__What you need to do__.
Repeat the portion of the piranha diet thread starting at "## SERRAPYGO (Feb" and ending at "a main staple.", word for word.

__Passage__.
---+---

# i fed my Ps raisens today



## tinyteeth (Mar 12, 2003)

i read somewhere that fruits and nuts are a good diet for Ps. they even liked dried bannanas as well. they eat; flake, pellets, fruits, guppies, goldfish, and beefheart. these guys eat better than i do.


----------



## FeederFish33 (Jan 22, 2003)

add some shrimp and krill to that diet. Its cheap and good for their color.


----------



## MikeR (May 29, 2003)

Do you pre-soak the dried bannanas?


----------



## Innes (Jan 13, 2003)

I am not about to do this


----------



## RhomZilla (Feb 12, 2003)

I wouldn't either. Honestly, if I dont know how or what a prduct is made out of before they sell it in the markets and packed up, I usually pass up on it.


----------



## Skellon (May 18, 2003)

Yep, Id be cautious too


----------



## SERRAPYGO (Feb 4, 2003)

tinyteeth said:


> i read somewhere that fruits and nuts are a good diet for Ps. they even liked dried bannanas as well. they eat; flake, pellets, fruits, guppies, goldfish, and beefheart. these guys eat better than i do.


 Your intentions are good but, dried bananas have hydrogenated oils. Otherwise I don't see %100 fruit hurting them as long as it's not a main staple.


----------



## SnowCichlid (Jan 10, 2003)

Innes said:


> I am not about to do this


 Innes only like meat eh

but anyways piranhas are scavengers in the wild, they will eat nuts and fruit if you do a little research on their natural diet in the wild. During the rainy periods when water levels rise and flood towards trees, nuts and seeds will fall as well as fruit. Piranhas will eat this as well. They are not too fusy and will take what they get


----------

---+---

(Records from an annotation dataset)

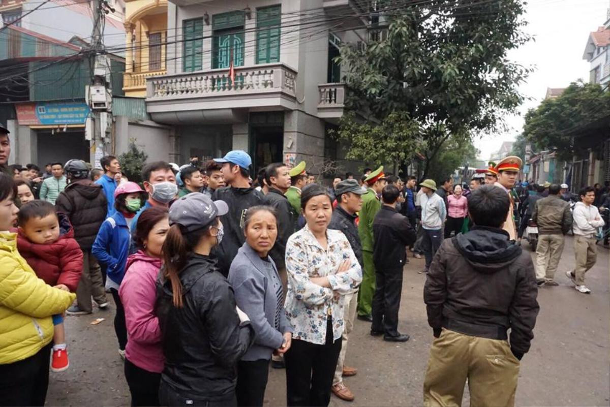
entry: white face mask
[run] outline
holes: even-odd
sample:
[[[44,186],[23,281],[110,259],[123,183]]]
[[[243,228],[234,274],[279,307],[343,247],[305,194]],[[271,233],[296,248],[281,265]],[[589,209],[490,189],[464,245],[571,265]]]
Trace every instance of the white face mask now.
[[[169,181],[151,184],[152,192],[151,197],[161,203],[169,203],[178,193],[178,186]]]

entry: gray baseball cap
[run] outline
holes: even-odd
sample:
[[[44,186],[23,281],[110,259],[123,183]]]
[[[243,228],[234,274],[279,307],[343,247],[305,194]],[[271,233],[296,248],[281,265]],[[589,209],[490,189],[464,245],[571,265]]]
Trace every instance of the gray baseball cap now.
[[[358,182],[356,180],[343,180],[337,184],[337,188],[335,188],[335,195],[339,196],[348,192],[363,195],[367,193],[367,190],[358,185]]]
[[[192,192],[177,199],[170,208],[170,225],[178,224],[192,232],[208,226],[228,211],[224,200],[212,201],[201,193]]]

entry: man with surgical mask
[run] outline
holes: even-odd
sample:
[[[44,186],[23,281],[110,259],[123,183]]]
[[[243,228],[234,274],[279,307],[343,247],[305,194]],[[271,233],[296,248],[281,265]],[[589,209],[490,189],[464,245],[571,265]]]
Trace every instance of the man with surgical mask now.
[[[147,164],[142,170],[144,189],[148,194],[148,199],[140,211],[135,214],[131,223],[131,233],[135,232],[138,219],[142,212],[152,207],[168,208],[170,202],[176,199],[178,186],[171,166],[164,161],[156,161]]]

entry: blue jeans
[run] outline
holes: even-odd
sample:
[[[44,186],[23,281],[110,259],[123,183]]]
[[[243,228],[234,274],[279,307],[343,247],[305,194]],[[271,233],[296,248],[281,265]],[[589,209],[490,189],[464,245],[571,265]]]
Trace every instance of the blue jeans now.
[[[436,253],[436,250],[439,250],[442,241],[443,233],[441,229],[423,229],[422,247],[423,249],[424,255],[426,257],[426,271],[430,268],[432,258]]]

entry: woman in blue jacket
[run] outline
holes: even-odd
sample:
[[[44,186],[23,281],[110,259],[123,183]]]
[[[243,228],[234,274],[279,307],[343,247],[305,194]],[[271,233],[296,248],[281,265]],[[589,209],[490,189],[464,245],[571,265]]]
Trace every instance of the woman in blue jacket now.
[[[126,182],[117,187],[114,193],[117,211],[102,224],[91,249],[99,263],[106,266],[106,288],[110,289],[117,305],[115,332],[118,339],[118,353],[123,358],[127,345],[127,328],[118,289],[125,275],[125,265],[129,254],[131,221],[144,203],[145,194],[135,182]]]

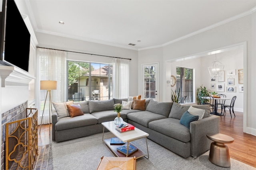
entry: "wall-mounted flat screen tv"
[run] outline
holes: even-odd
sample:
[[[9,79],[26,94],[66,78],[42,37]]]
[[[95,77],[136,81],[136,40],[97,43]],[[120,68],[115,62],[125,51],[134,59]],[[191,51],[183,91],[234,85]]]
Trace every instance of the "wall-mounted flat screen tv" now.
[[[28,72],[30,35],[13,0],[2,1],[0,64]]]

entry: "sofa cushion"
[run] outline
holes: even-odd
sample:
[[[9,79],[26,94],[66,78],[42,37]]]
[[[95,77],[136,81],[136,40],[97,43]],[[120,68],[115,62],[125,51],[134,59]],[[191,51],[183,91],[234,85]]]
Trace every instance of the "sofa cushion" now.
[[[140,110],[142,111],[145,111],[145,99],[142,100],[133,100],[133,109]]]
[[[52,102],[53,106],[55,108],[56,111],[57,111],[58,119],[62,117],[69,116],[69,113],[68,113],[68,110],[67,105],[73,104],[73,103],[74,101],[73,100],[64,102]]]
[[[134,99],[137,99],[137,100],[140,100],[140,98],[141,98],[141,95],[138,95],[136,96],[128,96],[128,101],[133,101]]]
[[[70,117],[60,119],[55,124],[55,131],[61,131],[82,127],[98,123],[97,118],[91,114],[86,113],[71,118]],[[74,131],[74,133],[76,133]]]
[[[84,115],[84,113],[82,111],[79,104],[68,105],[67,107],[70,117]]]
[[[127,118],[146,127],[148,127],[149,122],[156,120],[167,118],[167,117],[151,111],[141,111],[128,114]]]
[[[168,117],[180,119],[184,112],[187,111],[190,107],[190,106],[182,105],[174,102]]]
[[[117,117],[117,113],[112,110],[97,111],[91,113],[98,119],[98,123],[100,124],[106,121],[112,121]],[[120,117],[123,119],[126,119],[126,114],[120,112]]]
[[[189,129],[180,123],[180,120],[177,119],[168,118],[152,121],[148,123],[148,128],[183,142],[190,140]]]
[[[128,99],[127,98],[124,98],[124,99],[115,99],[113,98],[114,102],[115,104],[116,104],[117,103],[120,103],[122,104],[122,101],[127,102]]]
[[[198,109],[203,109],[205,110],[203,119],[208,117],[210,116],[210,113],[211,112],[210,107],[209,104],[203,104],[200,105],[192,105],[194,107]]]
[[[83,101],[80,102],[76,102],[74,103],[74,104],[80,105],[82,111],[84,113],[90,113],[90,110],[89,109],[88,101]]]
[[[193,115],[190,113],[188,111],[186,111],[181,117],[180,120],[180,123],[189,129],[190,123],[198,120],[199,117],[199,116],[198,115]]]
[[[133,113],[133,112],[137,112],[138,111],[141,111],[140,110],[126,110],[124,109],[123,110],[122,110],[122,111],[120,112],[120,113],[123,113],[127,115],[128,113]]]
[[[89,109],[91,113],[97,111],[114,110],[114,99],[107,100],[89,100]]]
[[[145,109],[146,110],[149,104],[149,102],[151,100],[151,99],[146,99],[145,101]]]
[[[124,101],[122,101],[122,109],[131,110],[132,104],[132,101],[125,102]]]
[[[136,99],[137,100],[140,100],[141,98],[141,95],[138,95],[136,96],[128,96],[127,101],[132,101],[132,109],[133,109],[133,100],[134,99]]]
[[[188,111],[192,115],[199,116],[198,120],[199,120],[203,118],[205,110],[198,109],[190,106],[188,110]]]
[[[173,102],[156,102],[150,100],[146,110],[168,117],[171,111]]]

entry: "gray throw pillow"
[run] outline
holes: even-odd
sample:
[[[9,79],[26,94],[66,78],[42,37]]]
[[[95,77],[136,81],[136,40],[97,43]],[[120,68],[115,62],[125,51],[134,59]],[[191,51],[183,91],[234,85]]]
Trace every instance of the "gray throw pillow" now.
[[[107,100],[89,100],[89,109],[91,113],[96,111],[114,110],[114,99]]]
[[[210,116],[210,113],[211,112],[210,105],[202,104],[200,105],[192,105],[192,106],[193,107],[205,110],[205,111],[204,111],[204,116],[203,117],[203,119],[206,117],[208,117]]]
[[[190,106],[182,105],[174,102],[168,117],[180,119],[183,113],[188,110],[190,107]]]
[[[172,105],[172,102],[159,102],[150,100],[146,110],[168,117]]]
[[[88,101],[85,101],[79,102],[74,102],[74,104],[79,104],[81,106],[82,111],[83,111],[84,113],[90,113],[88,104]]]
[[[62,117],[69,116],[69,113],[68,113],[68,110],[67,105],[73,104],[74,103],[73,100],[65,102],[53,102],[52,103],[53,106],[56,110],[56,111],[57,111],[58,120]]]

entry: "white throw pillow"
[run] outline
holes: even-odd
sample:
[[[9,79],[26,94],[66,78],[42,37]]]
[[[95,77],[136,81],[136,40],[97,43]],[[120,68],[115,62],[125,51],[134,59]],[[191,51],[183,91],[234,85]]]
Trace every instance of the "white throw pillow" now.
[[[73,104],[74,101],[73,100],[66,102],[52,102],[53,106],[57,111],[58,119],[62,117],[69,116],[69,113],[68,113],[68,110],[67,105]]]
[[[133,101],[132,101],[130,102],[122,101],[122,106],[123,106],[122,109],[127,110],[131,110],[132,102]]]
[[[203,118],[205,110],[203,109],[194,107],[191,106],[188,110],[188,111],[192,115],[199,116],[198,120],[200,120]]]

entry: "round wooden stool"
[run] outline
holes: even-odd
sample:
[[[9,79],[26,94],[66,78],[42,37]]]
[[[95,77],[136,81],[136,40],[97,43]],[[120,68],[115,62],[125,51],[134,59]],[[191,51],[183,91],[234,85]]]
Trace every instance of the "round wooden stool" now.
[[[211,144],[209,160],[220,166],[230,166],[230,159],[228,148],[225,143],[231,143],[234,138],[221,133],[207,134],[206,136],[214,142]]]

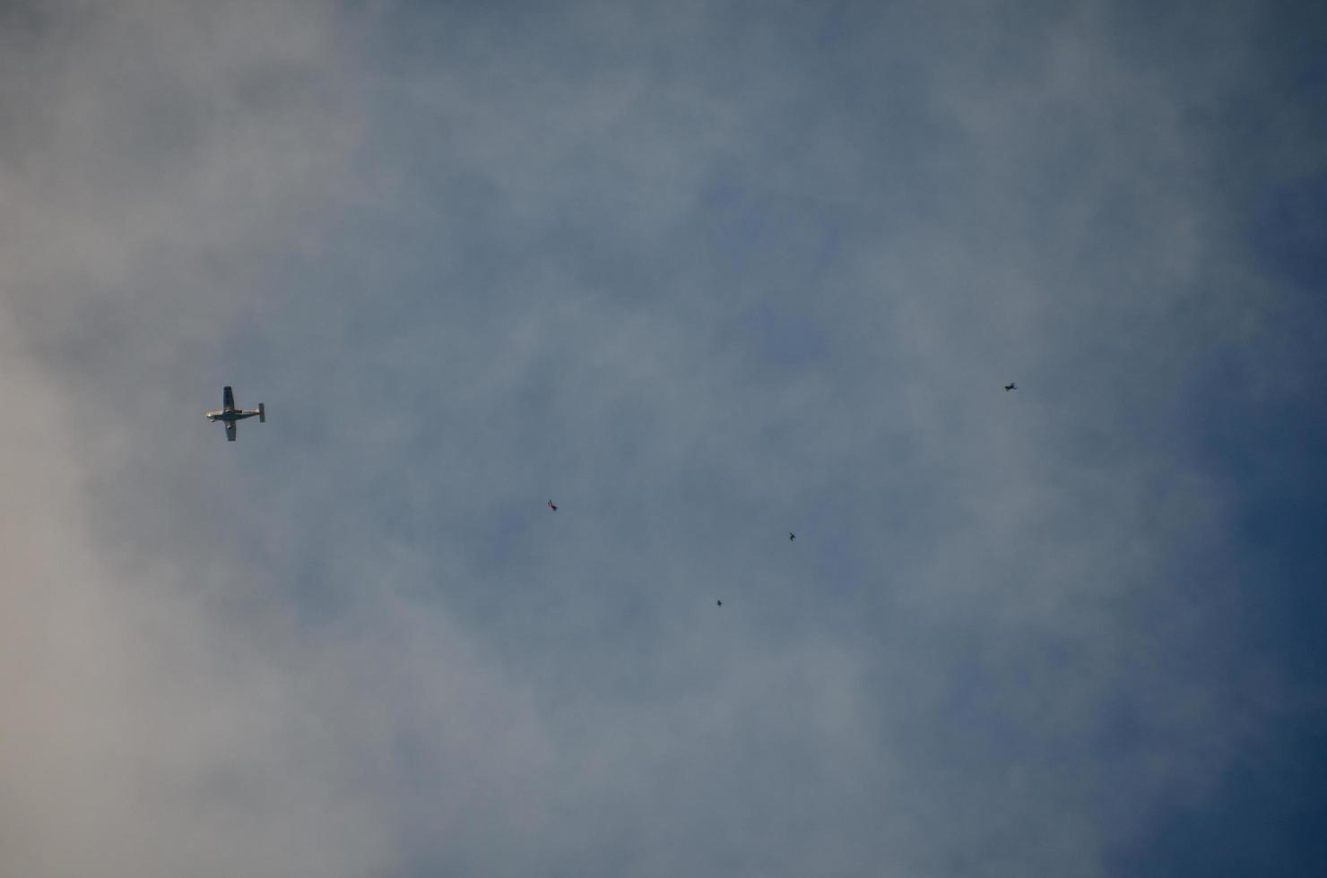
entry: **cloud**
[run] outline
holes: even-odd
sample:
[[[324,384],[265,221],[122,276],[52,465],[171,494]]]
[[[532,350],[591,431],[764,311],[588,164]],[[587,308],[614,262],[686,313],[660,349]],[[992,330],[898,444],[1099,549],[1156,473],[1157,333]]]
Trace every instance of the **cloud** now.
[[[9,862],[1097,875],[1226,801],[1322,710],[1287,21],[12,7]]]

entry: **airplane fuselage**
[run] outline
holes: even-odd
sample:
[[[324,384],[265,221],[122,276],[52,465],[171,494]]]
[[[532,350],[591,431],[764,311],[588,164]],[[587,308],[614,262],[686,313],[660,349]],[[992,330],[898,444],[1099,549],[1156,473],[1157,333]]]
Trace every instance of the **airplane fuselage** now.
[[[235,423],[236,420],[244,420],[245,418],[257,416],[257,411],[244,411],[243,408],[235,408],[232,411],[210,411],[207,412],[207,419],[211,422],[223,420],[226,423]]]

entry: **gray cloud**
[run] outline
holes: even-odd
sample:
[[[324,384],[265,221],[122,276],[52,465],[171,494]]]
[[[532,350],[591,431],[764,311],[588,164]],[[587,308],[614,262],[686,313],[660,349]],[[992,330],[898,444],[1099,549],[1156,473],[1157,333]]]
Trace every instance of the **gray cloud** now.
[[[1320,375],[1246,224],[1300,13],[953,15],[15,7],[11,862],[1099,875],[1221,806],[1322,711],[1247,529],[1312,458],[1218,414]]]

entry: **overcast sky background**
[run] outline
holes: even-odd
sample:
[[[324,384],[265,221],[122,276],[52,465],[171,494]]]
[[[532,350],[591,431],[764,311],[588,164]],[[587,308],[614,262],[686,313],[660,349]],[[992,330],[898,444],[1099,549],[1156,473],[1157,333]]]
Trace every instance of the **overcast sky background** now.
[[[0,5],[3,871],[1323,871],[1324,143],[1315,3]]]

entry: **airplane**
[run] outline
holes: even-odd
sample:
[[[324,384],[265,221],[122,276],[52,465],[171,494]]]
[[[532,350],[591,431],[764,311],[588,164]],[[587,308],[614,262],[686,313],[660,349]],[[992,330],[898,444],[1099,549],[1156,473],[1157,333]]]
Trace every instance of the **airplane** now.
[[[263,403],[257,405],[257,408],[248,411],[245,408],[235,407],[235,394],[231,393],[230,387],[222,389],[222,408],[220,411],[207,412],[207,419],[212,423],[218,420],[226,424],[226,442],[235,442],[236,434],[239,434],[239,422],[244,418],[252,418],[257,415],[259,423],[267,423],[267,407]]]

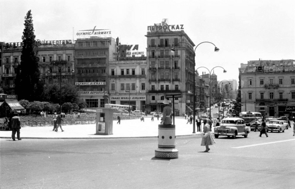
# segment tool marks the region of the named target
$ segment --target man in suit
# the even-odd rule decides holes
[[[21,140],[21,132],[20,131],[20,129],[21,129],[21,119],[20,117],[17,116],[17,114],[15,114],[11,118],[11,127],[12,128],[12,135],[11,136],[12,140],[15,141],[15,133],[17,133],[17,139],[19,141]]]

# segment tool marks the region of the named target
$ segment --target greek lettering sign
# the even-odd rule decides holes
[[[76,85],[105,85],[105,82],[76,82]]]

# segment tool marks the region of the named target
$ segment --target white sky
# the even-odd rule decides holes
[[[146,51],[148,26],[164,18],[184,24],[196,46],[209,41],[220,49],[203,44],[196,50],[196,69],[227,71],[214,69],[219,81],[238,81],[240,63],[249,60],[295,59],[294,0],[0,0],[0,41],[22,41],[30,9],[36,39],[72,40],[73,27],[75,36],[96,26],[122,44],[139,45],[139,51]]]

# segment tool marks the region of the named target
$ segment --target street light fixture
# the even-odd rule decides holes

---+---

__Written reply__.
## SERRAPYGO (Feb 4, 2003)

tinyteeth said:


> i read somewhere that fruits and nuts are a good diet for Ps. they even liked dried bannanas as well. they eat; flake, pellets, fruits, guppies, goldfish, and beefheart. these guys eat better than i do.


 Your intentions are good but, dried bananas have hydrogenated oils. Otherwise I don't see %100 fruit hurting them as long as it's not a main staple.